__Your instructions__. Print every line below. Match each one exactly.

__Exercise material__.
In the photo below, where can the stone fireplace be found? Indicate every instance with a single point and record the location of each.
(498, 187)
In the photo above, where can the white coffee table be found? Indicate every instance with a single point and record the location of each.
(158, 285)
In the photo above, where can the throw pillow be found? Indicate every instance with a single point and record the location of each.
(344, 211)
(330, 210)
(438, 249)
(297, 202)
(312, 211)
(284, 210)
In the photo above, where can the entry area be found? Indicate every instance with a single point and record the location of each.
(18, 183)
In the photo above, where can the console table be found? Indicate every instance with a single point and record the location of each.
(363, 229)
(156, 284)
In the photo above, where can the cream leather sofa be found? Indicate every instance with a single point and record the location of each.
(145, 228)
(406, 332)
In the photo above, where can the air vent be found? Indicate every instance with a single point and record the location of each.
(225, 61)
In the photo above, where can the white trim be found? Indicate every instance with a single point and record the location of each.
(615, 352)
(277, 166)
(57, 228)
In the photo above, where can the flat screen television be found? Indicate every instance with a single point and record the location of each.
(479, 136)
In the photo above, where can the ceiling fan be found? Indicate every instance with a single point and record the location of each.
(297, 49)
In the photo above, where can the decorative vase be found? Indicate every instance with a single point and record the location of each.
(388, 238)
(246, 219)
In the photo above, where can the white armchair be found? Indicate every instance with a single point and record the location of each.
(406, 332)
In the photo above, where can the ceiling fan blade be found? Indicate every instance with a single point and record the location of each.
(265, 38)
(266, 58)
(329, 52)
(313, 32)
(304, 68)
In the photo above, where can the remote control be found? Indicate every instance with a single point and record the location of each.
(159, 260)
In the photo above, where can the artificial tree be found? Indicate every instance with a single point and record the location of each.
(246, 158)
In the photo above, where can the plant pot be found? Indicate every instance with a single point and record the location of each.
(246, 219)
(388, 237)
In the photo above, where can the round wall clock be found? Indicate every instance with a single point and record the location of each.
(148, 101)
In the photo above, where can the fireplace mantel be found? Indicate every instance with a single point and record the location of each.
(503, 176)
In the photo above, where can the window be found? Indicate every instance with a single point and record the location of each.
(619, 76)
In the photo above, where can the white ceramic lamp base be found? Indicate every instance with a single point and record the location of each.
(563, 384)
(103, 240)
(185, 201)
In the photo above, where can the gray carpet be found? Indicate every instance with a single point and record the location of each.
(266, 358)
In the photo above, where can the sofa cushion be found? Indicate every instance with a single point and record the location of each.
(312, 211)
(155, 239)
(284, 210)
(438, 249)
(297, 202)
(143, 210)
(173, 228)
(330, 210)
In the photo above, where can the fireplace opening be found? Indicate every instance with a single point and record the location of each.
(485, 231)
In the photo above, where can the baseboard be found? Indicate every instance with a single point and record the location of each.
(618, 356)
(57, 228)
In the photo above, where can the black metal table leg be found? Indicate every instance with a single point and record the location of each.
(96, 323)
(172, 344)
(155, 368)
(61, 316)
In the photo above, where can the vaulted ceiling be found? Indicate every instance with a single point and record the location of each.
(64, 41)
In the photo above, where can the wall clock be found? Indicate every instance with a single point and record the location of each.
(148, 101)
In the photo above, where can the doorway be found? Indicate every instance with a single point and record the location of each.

__Solution to the exercise__.
In the photo below, where can the stone fireplace be found? Indicate every instance with a single point and record the location of each.
(498, 187)
In the photo above, where can the white coffee table be found? Indicate every instance with a single point and record the location of each.
(158, 285)
In the photo above, where can the throw pillow be found? Indicate every instance with a single point and record the location of each.
(344, 211)
(330, 210)
(438, 249)
(297, 202)
(312, 211)
(284, 210)
In the photo above, where can the entry area be found? Indicate every instance with a single point and record the location of each.
(18, 183)
In the photo above, where can the console table be found? Indicate every instance with a single point and record the location of each.
(363, 229)
(156, 284)
In the photo above, where can the cream leather sofa be found? Indicate every instance with a single point and record the location of each.
(145, 228)
(406, 332)
In the photo above, where can the air vent be found? Indicate every instance with a single point and record the location of each.
(225, 61)
In the photo above, where can the white trim be found? Indicate every instance with a single point and record the location of each.
(615, 352)
(277, 166)
(57, 228)
In the photo above, where can the flat screen television be found? Indicate every instance with a single point and record the location of each.
(479, 136)
In the photo above, where can the ceiling fan be found? Indicate every instance with a single point and record the location of each.
(297, 49)
In the photo above, where can the decorative vase be found? Indicate every instance with a single point and record the location of each.
(388, 238)
(246, 219)
In the photo above, where can the white armchair be found? Indicate every instance with a single point and record the location of each.
(406, 332)
In the photo above, where can the ceiling fan blade be found? Indicate every instance with a single point and record the location of each.
(265, 38)
(266, 58)
(329, 52)
(313, 32)
(304, 68)
In the photo above, where can the remote control be found? Indicate every instance with a single point and record the location of each.
(159, 260)
In the photo above, where can the artificial tree be found? Indicate every instance with a single point and record the location of each.
(246, 158)
In the photo above, where can the plant pot be found? Indicate every instance with a single point and record the location of each.
(246, 219)
(388, 237)
In the photo above, where can the round wall clock be found? Indicate every instance with a single point and record the location of each.
(148, 101)
In the photo above, where can the fireplace mantel be found? Indicate every instance with a single point and record the location of each.
(503, 176)
In the photo above, where can the window be found? Indicate every instance with a single point and record the location of each.
(619, 76)
In the photo above, where can the white ceramic lamp base be found? Indicate every instance with a single point and record the location of each.
(563, 384)
(103, 240)
(185, 201)
In the photo above, where can the gray carpet be found? Indicate every instance with a single point and record the location of each.
(266, 358)
In the photo above, where can the sofa cushion be found? Indicate every instance with a single point and record the location of each.
(312, 211)
(155, 239)
(284, 210)
(438, 249)
(297, 202)
(143, 210)
(173, 228)
(330, 210)
In the photo above, where can the fireplace opening be found? Indicate every instance with a single point and record the location of each.
(485, 231)
In the photo above, where can the baseboard be found? Indicate every instance with a single point and record the location of each.
(618, 356)
(57, 228)
In the photo above, where can the black metal table leg be found? Indicate every instance with a single point and record the location of each.
(96, 323)
(172, 344)
(155, 368)
(61, 316)
In the photo above, where can the vaulted ceiling be found? Indicate every instance with a single point and record the location of each.
(64, 41)
In the photo above, where can the wall clock be found? Indicate every instance with a single point and record the location of each.
(148, 101)
In the photo above, where can the doorway be found? Indicate every instance with a single point and record the location of each.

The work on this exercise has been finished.